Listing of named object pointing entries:
+ + + +
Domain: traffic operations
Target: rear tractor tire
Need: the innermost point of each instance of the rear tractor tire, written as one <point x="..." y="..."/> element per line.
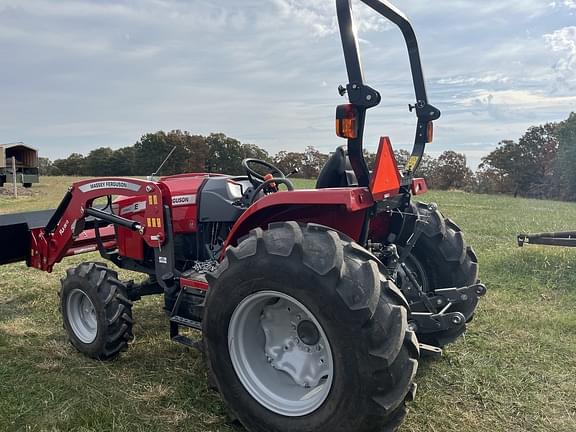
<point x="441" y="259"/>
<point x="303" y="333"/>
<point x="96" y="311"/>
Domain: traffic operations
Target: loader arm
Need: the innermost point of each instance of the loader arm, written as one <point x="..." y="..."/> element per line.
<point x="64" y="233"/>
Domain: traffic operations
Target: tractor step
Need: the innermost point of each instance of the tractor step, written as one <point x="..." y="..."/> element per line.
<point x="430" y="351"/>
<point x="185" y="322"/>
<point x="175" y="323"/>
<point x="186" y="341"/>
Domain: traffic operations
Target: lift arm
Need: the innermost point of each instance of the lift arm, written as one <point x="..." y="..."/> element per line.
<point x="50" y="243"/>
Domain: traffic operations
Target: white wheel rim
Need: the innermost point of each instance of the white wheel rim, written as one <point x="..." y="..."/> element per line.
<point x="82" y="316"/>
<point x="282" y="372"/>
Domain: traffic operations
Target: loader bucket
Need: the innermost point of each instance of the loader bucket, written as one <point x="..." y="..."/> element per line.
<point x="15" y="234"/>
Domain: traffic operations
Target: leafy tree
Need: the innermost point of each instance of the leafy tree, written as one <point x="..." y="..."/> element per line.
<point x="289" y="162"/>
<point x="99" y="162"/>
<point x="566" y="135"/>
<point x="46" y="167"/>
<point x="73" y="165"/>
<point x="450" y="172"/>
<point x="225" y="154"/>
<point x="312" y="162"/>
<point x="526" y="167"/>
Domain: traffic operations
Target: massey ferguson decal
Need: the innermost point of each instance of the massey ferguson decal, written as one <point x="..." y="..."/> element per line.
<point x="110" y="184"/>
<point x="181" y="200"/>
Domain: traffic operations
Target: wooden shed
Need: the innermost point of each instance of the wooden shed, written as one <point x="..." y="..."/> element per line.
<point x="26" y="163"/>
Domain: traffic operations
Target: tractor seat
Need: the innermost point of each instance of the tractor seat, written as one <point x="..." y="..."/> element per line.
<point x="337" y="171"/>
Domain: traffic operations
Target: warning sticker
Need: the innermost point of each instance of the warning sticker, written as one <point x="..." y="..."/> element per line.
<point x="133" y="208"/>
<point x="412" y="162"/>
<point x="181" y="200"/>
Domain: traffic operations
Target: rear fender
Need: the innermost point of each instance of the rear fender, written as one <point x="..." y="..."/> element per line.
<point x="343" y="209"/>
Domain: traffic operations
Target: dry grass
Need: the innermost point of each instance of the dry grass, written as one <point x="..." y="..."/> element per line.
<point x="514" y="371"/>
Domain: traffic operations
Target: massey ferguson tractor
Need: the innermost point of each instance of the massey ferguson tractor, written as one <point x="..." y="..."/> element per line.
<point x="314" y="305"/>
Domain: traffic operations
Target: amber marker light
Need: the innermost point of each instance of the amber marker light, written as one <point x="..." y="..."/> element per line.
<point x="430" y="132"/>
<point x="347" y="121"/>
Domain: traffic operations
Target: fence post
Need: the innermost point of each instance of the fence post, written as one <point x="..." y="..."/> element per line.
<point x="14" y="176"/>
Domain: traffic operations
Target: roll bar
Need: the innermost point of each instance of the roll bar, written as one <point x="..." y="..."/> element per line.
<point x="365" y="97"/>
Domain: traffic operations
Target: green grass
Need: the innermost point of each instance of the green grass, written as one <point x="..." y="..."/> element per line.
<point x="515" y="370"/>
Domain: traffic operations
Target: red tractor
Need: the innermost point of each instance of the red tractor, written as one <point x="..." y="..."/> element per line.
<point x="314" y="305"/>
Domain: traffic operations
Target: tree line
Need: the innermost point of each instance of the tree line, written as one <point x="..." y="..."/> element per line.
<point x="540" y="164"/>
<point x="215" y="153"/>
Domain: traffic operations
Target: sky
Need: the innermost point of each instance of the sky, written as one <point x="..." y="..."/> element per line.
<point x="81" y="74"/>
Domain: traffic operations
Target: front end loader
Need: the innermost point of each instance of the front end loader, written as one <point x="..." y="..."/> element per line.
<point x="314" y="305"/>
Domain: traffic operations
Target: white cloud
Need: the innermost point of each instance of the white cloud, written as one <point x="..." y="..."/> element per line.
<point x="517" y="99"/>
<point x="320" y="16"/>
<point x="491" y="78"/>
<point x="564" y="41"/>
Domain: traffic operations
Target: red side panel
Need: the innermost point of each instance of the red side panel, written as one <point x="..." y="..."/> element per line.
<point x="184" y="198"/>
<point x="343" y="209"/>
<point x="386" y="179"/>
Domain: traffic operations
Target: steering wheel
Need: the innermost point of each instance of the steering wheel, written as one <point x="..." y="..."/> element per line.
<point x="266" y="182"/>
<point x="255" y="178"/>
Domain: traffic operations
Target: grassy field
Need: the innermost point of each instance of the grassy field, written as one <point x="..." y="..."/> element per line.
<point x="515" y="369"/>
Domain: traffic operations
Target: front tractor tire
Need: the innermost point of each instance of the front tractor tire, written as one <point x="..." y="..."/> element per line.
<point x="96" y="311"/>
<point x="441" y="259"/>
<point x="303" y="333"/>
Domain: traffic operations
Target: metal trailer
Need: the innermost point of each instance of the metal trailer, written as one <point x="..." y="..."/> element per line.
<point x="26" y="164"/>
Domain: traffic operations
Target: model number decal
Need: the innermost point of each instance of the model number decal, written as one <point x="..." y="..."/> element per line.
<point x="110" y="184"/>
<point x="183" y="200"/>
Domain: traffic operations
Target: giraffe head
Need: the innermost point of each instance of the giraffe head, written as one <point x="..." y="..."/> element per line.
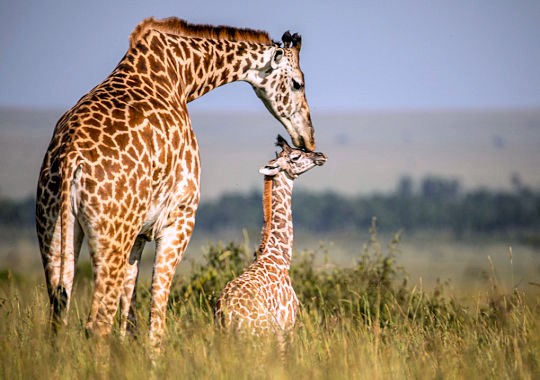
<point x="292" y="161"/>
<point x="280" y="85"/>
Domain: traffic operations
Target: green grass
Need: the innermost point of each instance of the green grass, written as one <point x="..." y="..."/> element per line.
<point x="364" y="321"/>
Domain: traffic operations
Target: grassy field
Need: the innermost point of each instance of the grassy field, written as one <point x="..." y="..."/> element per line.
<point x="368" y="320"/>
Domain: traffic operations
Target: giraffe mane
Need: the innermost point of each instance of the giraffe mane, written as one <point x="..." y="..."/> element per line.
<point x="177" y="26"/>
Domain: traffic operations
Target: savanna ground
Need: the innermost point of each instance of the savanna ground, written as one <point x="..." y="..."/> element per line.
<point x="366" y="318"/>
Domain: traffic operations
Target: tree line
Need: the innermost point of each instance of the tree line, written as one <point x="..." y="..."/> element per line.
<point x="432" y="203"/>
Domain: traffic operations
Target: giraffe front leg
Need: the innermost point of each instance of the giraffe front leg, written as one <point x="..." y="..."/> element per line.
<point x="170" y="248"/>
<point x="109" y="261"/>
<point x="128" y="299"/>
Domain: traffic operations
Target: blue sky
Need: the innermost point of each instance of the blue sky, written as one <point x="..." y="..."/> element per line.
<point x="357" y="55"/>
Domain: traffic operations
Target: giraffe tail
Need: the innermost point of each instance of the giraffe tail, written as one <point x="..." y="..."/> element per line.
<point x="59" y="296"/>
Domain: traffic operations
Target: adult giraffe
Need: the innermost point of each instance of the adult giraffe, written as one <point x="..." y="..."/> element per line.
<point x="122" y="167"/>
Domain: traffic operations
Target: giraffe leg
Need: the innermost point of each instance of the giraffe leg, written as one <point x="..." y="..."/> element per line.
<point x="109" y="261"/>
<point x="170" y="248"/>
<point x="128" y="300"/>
+ + + +
Gather every line of the listing above that contains the word "post", treating case as significant.

**Final result:**
Target: fence post
Need: the innermost point of each instance of the fence post, written as one <point x="..." y="..."/> element per line.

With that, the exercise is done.